— Selection —
* * *

I think many people are misreading the situation. IF the Mining Convention was at an end then we would have been told that it is ended. My understanding is that it is OK and that AGY are proceeding to complete negotiations both with the Burundi government and with potential JV partners (which is exactly what their PR says). IMHO these things take time to execute with minor delays along the way. IF the deal was off the sp would have collapsed in a complete heap back from whence it came. It has not. In fact there seems to be a number of buyers circling the stock and eyeing about 330,000 shares posted for sale between 74.5 and 80. It will be interesting to see how long it takes before someone rushes forward to scoop them up.


----------



## the barry (3 May 2007)

sydneysider said:


> I think many people are misreading the situation. IF the Mining Convention was at an end then we would have been told that it is ended. My understanding is that it is OK and that AGY are proceeding to complete negotiations both with the Burundi government and with potential JV partners (which is exactly what their PR says). IMHO these things take time to execute with minor delays along the way. IF the deal was off the sp would have collapsed in a complete heap back from whence it came. It has not. In fact there seems to be a number of buyers circling the stock and eyeing about 330,000 shares posted for sale between 74.5 and 80. It will be interesting to see how long it takes before someone rushes forward to scoop them up.




Would AGY have an obligation to inform the market by announcement that the mining convention had lapsed?


----------



## UPKA (3 May 2007)

the barry said:


> Would AGY have an obligation to inform the market by announcement that the mining convention had lapsed?




I would think so as it is a price sensitive information, one of the condition to be listed as a public company is that it has to be transparent. I'm sure they'll get ASIC sniffing up their **** if they r hiding or holding information from investors.

* * *

— Available data —
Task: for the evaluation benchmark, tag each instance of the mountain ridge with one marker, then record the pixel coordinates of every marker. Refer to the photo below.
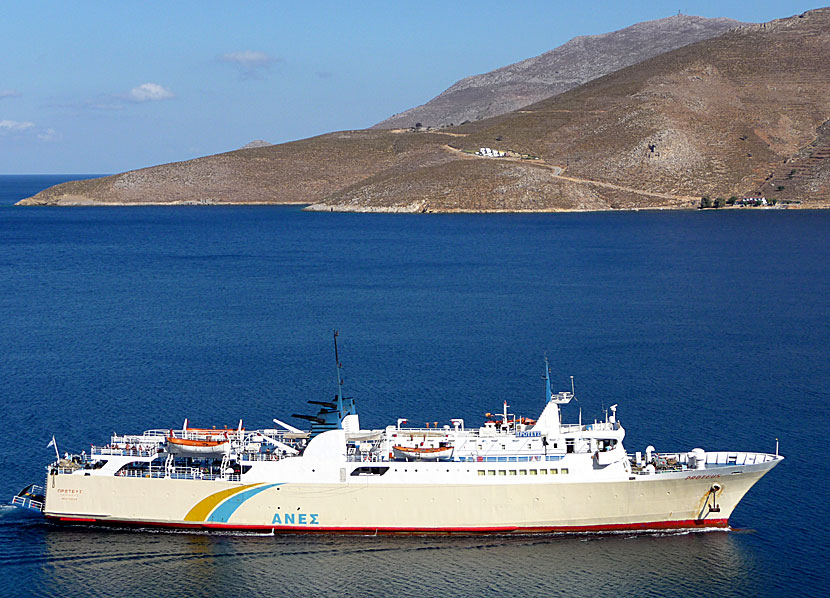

* * *

— Things to do —
a) Answer these questions from the thread:
(i) With which government is AGY said to be completing negotiations?
(ii) About how many shares were posted for sale, and between what prices?
(iii) Which body does UPKA expect would pursue AGY for hiding or holding information from investors?
b) Write out word for word the part of the thread that opens with the words containing "## UPKA (3 May" and closes with "information from investors.".

— Solved tasks —
a)
(i) The Burundi government.
(ii) About 330,000 shares, between 74.5 and 80.
(iii) ASIC.

b)
## UPKA (3 May 2007)

the barry said:


> Would AGY have an obligation to inform the market by announcement that the mining convention had lapsed?




I would think so as it is a price sensitive information, one of the condition to be listed as a public company is that it has to be transparent. I'm sure they'll get ASIC sniffing up their **** if they r hiding or holding information from investors.